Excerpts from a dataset
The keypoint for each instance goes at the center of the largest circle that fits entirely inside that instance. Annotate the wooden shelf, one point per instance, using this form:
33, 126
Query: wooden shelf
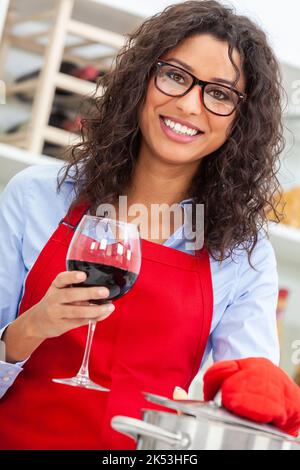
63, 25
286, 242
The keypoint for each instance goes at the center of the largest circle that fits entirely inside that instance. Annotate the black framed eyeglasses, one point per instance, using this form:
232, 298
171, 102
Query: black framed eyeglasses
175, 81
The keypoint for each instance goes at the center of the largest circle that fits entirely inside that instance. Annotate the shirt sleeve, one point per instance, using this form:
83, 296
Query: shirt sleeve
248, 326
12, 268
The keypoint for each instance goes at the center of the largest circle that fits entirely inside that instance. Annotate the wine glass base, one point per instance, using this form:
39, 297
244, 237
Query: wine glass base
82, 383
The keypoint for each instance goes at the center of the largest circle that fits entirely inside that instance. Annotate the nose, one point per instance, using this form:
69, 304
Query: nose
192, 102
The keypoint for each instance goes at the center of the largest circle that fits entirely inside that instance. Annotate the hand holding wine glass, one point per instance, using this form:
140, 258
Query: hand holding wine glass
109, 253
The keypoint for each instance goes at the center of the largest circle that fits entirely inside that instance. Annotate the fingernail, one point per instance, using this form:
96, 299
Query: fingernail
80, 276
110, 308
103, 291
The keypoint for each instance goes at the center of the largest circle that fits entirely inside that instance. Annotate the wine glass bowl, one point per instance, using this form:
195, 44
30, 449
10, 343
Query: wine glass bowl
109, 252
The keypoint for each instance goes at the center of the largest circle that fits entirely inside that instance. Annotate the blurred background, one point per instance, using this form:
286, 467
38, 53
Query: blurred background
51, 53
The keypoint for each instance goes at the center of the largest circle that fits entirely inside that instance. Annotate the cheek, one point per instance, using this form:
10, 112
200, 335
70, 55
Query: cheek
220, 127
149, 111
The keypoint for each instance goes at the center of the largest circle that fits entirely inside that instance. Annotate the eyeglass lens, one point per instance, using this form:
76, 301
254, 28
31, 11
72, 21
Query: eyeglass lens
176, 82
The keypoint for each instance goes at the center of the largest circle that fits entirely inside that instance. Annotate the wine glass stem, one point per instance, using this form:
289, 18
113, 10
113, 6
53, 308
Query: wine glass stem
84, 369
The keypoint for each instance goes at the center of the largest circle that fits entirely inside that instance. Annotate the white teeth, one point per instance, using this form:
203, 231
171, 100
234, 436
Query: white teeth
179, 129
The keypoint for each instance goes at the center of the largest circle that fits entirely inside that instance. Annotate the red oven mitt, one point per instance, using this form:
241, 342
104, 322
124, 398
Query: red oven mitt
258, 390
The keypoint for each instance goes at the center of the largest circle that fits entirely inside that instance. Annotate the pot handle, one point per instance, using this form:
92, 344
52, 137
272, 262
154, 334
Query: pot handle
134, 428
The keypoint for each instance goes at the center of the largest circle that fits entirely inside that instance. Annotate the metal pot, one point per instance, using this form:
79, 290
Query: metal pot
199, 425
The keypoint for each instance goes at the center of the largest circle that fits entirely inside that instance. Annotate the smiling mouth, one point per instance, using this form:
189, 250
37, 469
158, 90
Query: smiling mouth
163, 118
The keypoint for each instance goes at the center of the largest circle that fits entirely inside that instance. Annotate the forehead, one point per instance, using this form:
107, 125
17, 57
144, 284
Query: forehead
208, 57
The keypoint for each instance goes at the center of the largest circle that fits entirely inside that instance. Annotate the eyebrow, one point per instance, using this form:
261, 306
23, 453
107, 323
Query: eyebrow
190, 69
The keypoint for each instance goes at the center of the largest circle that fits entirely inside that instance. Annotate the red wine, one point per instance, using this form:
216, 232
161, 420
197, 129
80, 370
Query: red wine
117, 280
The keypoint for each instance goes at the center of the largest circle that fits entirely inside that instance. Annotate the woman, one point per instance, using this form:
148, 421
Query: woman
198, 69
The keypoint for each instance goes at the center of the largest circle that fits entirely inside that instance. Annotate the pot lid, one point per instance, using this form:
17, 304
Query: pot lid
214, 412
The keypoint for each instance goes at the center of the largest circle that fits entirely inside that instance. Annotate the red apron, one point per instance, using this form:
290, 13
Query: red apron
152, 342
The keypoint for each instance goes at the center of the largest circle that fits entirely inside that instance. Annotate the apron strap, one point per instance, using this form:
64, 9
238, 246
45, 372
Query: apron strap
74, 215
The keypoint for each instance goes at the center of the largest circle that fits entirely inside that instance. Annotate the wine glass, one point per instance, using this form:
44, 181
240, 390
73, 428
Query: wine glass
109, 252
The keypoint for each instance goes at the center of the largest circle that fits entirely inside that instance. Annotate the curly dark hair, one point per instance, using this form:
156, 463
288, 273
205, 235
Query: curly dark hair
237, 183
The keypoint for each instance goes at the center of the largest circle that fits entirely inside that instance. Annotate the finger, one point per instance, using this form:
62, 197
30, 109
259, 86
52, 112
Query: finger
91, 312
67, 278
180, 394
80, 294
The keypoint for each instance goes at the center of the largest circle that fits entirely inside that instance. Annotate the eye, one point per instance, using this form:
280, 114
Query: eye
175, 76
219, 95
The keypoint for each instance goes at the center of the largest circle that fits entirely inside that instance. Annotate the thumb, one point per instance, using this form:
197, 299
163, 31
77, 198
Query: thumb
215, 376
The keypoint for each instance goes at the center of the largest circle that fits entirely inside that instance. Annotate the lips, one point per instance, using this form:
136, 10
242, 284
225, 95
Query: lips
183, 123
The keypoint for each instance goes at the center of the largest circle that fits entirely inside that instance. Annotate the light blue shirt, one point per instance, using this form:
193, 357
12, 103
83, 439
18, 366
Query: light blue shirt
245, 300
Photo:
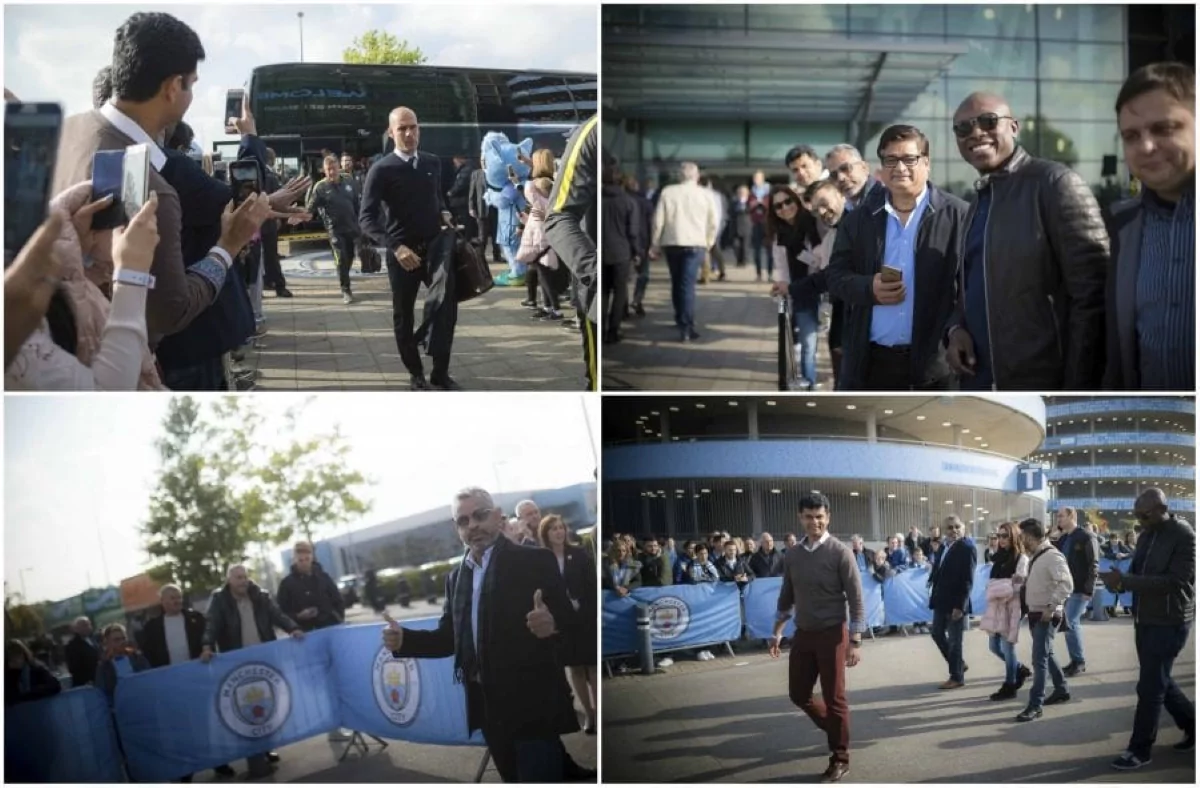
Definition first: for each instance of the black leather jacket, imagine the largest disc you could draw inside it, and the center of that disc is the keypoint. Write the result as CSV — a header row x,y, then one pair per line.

**What the task requires:** Quote every entry exactly, with the pictures omitted.

**Response below:**
The keypoint for each instance goes at the center of the largest circle that fits entirely inside that instance. Annotate the wooden shelf, one point per instance, using this form:
33, 126
Query: wooden shelf
63, 25
286, 242
The keypoint for each instance goes at the center of the largest circle that fits entirely inside that instance. Annotate the black framed eyeglasses, one point per instance, using this form:
232, 298
171, 102
Query: black framed eyeglasses
175, 81
The keypoint for each instance goes at the center of the largest circle that fits entirely inside that instance. Annotate the shirt sleeve, one point per instance, using this form:
83, 296
Query: shirt sleeve
248, 326
12, 268
The keypoint for each instance goes at the center of the largest circle that fits entirely inside that instance. Annotate the wine glass base, one point per instance, using this form:
39, 297
244, 237
Query: wine glass base
82, 383
The keypoint for each instance goes at the center of the largest circle that fits entirely inside that instance. Annotate the nose, one point per instance, using this form:
69, 304
Query: nose
192, 102
The keypoint for each instance goes at the center of the largest circle that fits entirely inside that instance. Annotate the hand holding wine glass, one point per instance, using this form:
140, 258
Query: hand holding wine glass
109, 253
The keypoint for each instance goes at the center of the largest circle that fits entirely inside that instance. Annotate the fingernail, one point per instance, using this form:
96, 299
Query: fingernail
80, 276
110, 308
103, 291
The keypoint for each instance goes at the center of the largest circle that fits entirely inside that instance. Annotate the wine glass bowl, one point per instance, using this form:
195, 44
30, 449
10, 343
Query: wine glass bowl
109, 252
The keypoint for each instance goes at the center of the largest circle that fits entirely inside that instance. Annotate the blurred background, one point per instance, using this form:
286, 467
38, 53
Query: blurred background
51, 53
The keypoint for each instance goes at the center of the largest circle that fits entirely inside that instance. Annotate the cheek, one point per instance, using this form:
10, 112
200, 335
70, 55
Query: cheek
220, 127
149, 111
The keypoint for each instance goes at the center of the largest circle that fits entirely inside that instance. Annotate the eyeglass lens, one point per instance, using this form:
76, 301
254, 28
31, 11
72, 21
Query: eyeglass lens
176, 82
The keypoint for each instance goes at the center of the largest circle that fits entirely inside that instance. Annotate the wine glass stem, one point per instance, using this form:
289, 18
113, 10
113, 6
53, 308
Query: wine glass stem
84, 369
The keypoint for each instance goes at the center of the largest circle that fits entirely inside that instance. Annotate the white teeth, one point per instance, using this form:
203, 231
171, 100
234, 436
Query: white teeth
179, 129
The keypoint for each instance goes at the center of the largest circle that fits entirely inside that instance. Annotate the red oven mitt, one point per instance, using this form:
241, 342
104, 322
124, 398
Query: red oven mitt
258, 390
The keypoint for each instance goes at the center of the largest circle that fits entirely inside that instance. Annotate the pot handle, one point per instance, using this form:
92, 344
52, 137
272, 262
154, 334
Query: pot handle
134, 428
The keypoint for each instance goes at the center of the largest circle that fits entirely inside that instance. Annotate the metal pot, one point per instance, using this form:
79, 290
Query: metal pot
199, 425
The keypoint for each instance goes at the center of the largest circle that fits entirely inside that instance. Annotate the smiling mouth, one point per instance, using this form:
189, 250
37, 469
158, 90
Query: smiling mouth
163, 118
The keypoint for each instance goes at the center of the largest circle that fits entirely inside that instance. Annotate the forehead, one point per instance, using this form:
107, 125
17, 57
144, 284
Query: forehead
208, 57
The keypoint for each instance goes at the center of the largest circle that fits entirely inside that instance. Annotate the eyebrow, one point per instance, using this form:
261, 306
23, 453
107, 323
Query: eyebrow
190, 69
The keypoint for each instance goes at the center of the largest circle that fits entirely inside that instance. Annotate the red wine, one point per instance, using this form:
216, 232
161, 420
197, 129
80, 370
Query: red wine
117, 280
The keypoint for each instance goes at the center of the largest circle that fits entirely inside that instance. Annotate the woman, one point per instance, using this form:
148, 421
Query: woman
198, 69
The keypoint for each instance goes at the center of the largest circle that fits entirely inside that instance. Annotate the pot lid, one point per instance, using this form:
17, 304
Query: pot lid
214, 412
The keypoint for each instance goes at the center of the largest circle that fits entirely inside that instance. Annotate the red apron, one point per instance, using this form:
290, 13
Query: red apron
152, 342
The keypoint for each instance goes at the center of the largest circle that fits entirely inside that instance. Annotate the apron strap, one point per instance, using this form:
64, 9
238, 246
45, 372
Query: apron strap
74, 215
The keypoint for each instance goes at the center of the largest circle that fits entirely inside that instance. Annotate the wine glass, one point per instance, using this form:
44, 181
240, 390
73, 428
Query: wine glass
109, 252
The keypoint for each instance goes at the center of the largest circle that fits entirely inside that instance. Annotate the curly dark hair, one point per instance, using this form:
156, 463
288, 273
205, 235
Query: curly dark hair
237, 183
The keypoint for each instance goes at the center of the largest circle that fits entirely inside that instance. Annotate the finger, one point per instance, using this form:
62, 197
30, 109
259, 86
52, 112
Query: finger
91, 312
67, 278
180, 394
80, 294
The keypoint for each instance goes at the center of the largest circle that fits entirely inside that instance. Annotate the eye, one point per instance, using this form:
280, 114
Query: eye
175, 76
219, 95
The keypoint for each instance goes at the center of the largest circle that fits entirely inside that instance. Annotate the thumb, one point per instance, using this form:
197, 299
163, 31
77, 198
Query: thumb
215, 376
The keypoint for each instance goes at the center of the largest circle that fits entirely inside that instance. Annotate the lips, one point per instance, using this form:
136, 10
242, 284
225, 95
Query: lips
183, 123
The keypoint for each instance goes at the center of the largest circle that fits entirely inside that instance. Annotate the light blue shirt, one point per instance, using this form:
193, 357
12, 103
83, 439
18, 366
Query: light blue shirt
245, 300
Photo:
Definition first: for each instance of the black leather jacket, imagine the largest disc you could draw inside it, and the center of that disc is the keypoint. Write the result as CSV — a header row x,y, then one pair per line.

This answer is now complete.